● Exercise:
Rewrite every one of the records below with "objective" changed to "goal" and nothing else altered.

● Provided information:
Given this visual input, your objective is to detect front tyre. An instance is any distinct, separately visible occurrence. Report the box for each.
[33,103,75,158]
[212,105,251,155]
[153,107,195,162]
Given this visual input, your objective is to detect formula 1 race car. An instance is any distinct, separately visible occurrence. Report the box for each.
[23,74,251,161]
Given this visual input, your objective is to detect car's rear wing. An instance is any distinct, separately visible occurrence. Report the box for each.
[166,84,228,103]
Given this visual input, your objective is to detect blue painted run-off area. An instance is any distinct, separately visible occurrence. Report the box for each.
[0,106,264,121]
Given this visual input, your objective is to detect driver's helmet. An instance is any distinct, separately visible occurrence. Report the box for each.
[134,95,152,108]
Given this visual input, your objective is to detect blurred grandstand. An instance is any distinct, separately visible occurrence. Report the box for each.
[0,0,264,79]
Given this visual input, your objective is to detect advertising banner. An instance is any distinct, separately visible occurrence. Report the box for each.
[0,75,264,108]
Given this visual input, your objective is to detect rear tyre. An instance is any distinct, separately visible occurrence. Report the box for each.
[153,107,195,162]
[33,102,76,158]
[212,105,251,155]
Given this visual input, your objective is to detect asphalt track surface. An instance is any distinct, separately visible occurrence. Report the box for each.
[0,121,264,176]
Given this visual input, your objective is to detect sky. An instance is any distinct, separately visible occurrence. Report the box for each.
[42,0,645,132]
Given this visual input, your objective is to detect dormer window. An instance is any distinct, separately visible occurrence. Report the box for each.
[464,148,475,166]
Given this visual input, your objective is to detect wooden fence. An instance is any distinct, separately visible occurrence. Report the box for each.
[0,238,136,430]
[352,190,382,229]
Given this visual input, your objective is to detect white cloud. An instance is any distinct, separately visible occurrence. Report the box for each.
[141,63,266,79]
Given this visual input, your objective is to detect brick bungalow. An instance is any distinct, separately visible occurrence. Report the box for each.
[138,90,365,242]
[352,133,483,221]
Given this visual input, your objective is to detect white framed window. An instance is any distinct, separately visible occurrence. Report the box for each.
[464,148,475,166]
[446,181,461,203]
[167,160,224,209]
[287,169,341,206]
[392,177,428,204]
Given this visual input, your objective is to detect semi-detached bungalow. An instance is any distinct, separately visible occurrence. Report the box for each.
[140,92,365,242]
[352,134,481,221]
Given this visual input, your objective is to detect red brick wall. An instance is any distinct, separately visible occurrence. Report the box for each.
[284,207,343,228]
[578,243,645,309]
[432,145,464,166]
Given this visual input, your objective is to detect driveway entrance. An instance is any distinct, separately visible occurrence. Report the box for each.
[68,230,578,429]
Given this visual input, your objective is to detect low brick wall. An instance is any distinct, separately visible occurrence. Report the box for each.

● Answer to this task:
Given this visual input, your goal is to detect front tyre. An instance is any distinct, separately visible occurrence. Report the box for each.
[33,103,75,158]
[212,105,251,155]
[153,107,195,162]
Given this visual input, your goal is to detect formula 1 race car. An instance is any distinct, separately visible occurrence. Report the box for each.
[23,74,251,161]
Given this visual input, your goal is to detect car's rear wing. An instance is any distinct, separately visible occurrence. Report the box for each.
[166,84,228,103]
Given this visual input, your goal is to detect blue painted run-off area. An instance is any distinct, separately visible occurrence. Report the box for each.
[0,106,264,121]
Given this visual input, your goal is to detect driver's helmet. An instance is any distinct, separately visible occurrence. Report the box for each.
[134,95,152,108]
Given this visual input, your goal is to detect blurred grandstand. An instance is any distinct, separately visible occurrence. Report the box for each.
[0,0,264,79]
Given this visual input, your goal is to detect advertising banner. An instance is any distinct, separately visible occurrence. Report the box for each.
[0,75,264,108]
Given this visual input, your goal is to detect rear tyre. An instance is any distinct, separately visible occurrence. Report the box for each.
[153,107,195,162]
[33,102,76,158]
[212,105,251,155]
Given this visual input, your goal is to detect asphalt track surface. An instance is any distinct, separately visible occurrence. Report the box for each.
[0,121,264,176]
Given this visual input, your goal is to detect sky. An instance is any distinct, separately visible occurrence. Report the box for each.
[42,0,645,132]
Given this visual input, your goal is to detect dormer window. An instance is any distinct, separately visible occurrence. Report the box for each.
[464,148,475,166]
Given this visual input, your goal is to detect wooden fence. An instance is any distinct, separately visible occurrence. Report the box for each.
[0,238,136,430]
[352,190,382,229]
Given this visual input, your goal is to detect white cloud. An instance is any distinct, separately visible occurrence. Report the box for each.
[141,63,266,79]
Given this visual input, your goal is to detect brick bungalow. An instance is any distinct, separately visible occurrence. Report the box for each.
[138,90,365,242]
[352,133,483,221]
Given this visual input, your goal is to detect white framed window. An instance is any distinct, separately visible occurrence. Report the box for each.
[464,148,475,166]
[446,181,461,203]
[167,160,224,209]
[287,169,341,206]
[392,177,428,204]
Given this visual input, your goal is to detect semi-detached bungalow. An instance is any distinct, separately visible occurrence. Report the box for each.
[140,92,365,242]
[352,134,481,221]
Given this visual input, your goal is to detect red brick wall. An instance is any distinct, separately visible occurrence. Report the box for each.
[284,207,343,228]
[578,243,645,309]
[432,145,464,166]
Given this visual input, your goal is to detect driveway entrance. An instance is any distinct, separately visible occurrence. Report the box for each.
[68,230,578,429]
Given this visual input, your goal is to detect low brick wall. An instance is any distinct, separately visible occurrence. Report the box for each.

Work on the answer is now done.